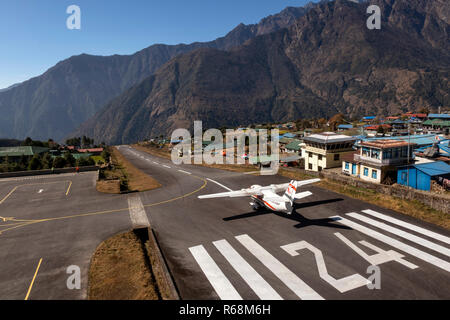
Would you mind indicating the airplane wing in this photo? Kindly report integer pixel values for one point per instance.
(269, 193)
(231, 194)
(302, 195)
(282, 187)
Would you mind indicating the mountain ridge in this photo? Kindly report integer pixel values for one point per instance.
(56, 102)
(326, 62)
——
Put the records above into a Markdown table with the columns Row and Line, giving each non-blank line its own numbered row. Leave the pictures out.

| Row | Line |
|---|---|
| 1 | Would you mind indicating the airplane wing in this photo? Kindly report integer pixel values for one point per instance. |
| 2 | (269, 193) |
| 3 | (231, 194) |
| 4 | (302, 195) |
| 5 | (282, 187) |
| 6 | Would you mind indicating the mountain ridge in this photo? Kindly report integer pixel values for one point per instance. |
| 7 | (56, 102) |
| 8 | (326, 62) |